**Provided passage**:
I have a lot to learn as well.  The first thing that jumped into my head was ‘Who are their mothers – and how did they get to this age thinking this was an acceptable way to behave?’  Why did that jump into my head, rather than ‘Who are their fathers?’ or ‘Who are their parents?’. Someone pointed this out to me and we had (I think) a good conversation about it – I was shocked that I’d said this without even thinking, and joined in with blaming women for the behaviour of men.

Other things that have happened this week – lots of sitting in the garden in the sunshine.  I’ve spent at least two full days editing poems, and trying to get some ready to submit to a magazine.  I was trying to work out why this was so difficult – when I was just starting out, I was really good and efficient at getting poems ready and sending them.  I’ve worked out that back then, I sent all the poems I’d written out because I trusted that if an editor liked one they were good enough to be read. Now,I don’t think I trust magazine editors with this.  I want to make sure everything I send out, I’m happy with.  In other words, I don’t just want an editor to think it is a good poem.  I need to know it is a good poem.

So the editing has been fun, if frustrating.  I’ve also read quite a few poetry books this week – the highlight has to be a book by Carmin Buga, published by Arc, which I won’t say too much about, as I’ll be writing a review about it very soon.  I’ve been doing a bit of writing – whether the poems will come to anything yet, is too soon to say, but I’ve felt like I’ve been getting on with it.

**Explore the material**:
#1 In the blog post, which publisher released the Carmin Buga book?
#2 Update the blog post, giving everything from "I have a lot" down to "behaviour of men." with "mothers" changed to "teachers".
#3 Continue the blog post about the writer's week of editing, reading and writing poems from where it stops.
The data that follows has no connection to the blog post.

**Supplied records**:
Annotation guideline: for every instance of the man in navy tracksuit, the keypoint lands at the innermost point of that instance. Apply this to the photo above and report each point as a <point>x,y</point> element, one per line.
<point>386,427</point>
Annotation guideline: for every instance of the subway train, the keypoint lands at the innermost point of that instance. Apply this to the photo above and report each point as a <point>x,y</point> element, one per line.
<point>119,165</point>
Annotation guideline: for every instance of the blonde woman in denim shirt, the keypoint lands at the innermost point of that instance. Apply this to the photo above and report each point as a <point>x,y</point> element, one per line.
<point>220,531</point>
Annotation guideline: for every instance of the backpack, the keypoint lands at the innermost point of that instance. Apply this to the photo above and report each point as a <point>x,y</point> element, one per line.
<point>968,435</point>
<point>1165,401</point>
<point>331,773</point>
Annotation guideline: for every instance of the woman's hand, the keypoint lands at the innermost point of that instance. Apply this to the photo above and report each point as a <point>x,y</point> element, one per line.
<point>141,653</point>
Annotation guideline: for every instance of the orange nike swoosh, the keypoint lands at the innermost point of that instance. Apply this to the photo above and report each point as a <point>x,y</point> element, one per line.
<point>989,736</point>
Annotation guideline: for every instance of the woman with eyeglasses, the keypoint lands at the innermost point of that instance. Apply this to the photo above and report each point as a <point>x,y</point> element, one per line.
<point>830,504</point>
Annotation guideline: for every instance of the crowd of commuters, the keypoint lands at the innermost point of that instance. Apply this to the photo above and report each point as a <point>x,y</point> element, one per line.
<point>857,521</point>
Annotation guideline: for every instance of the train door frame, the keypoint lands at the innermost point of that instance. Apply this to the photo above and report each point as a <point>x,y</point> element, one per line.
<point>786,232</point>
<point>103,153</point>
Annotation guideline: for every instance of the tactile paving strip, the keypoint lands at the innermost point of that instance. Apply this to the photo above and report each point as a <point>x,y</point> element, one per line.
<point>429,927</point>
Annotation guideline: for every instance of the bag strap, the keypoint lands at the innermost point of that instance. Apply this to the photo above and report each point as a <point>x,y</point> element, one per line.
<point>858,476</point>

**Set of answers**:
#1 Arc.

#2
I have a lot to learn as well.  The first thing that jumped into my head was ‘Who are their teachers – and how did they get to this age thinking this was an acceptable way to behave?’  Why did that jump into my head, rather than ‘Who are their fathers?’ or ‘Who are their parents?’. Someone pointed this out to me and we had (I think) a good conversation about it – I was shocked that I’d said this without even thinking, and joined in with blaming women for the behaviour of men.

#3
I’ve also been running quite a bit – but I’ve really struggled in the heat.  Some people seem to be unaffected by the heat when they are running – they might find it uncomfortable, but they can run as fast as they usually can.  I’m completely wiped out by it – I did the Morecombe 10k today and finished in just over 49 minutes – way over my personal best of 46 minutes.  I wasn’t too disappointed though – I knew I would find it difficult in the heat, and I was part of the winning team for the Ladies Prize, so that was quite nice.

Here is today’s Sunday Poem by Penny Sharman.


Above the bed – Penny Sharman

I remember the young boy,
how he was able to levitate.
He said it was like holding on
to a balloon, airless, weightless,
as he floated up like a cobra
being played by flutes.
He rose to the ceiling
and hovered with thoughts
of being free from his body,
from his lungs that struggled
with breath. He could see himself
lying on the bed but the moon
and stars were calling him home.
I remember the young boy
telling how he let go of the
strings and fell to earth, how
it was only the hard walls
of his room that kept him
from flying, from flying away.

Penny was part of the group of friends that I went to visit a couple of weeks back when they were having a holiday in The Lake District, and she’s also been on the Poetry Carousel last year.

I was attracted to this poem straight away, because of the subject matter.  I used to do this as well! I also developed an extension to this game, where I would stare at the ceiling so hard and imagine the whole room turning upside down, so the ceiling became the floor, and the hanging light bulb would become a beautiful free standing lamp post.

I always like poems that explore the division between the self and the body, and I think this poem does that really well.  It not only explores the division, but also the thing that binds the body and the self together – I love the description of levitating being like ‘holding on to a balloon’

We don’t learn why the boy ‘struggles to breathe’. Is this a symptom of an illness which would explain why he wants to levitate from his body in the first place? I don’t mind not knowing.  I also like the description in the last verse, and that it is the ‘hard walls/of his room’ that keep him from flying away – not the speaker, or family, but something unarguably solid.

It is a very mysterious and surreal poem, which again, is probably why I liked it. Thanks to Penny Sharman for letting me use it!

Penny Sharman is currently completing an MA at Edge Hill University, and has recently had four poems published in Obsessed with Pipework.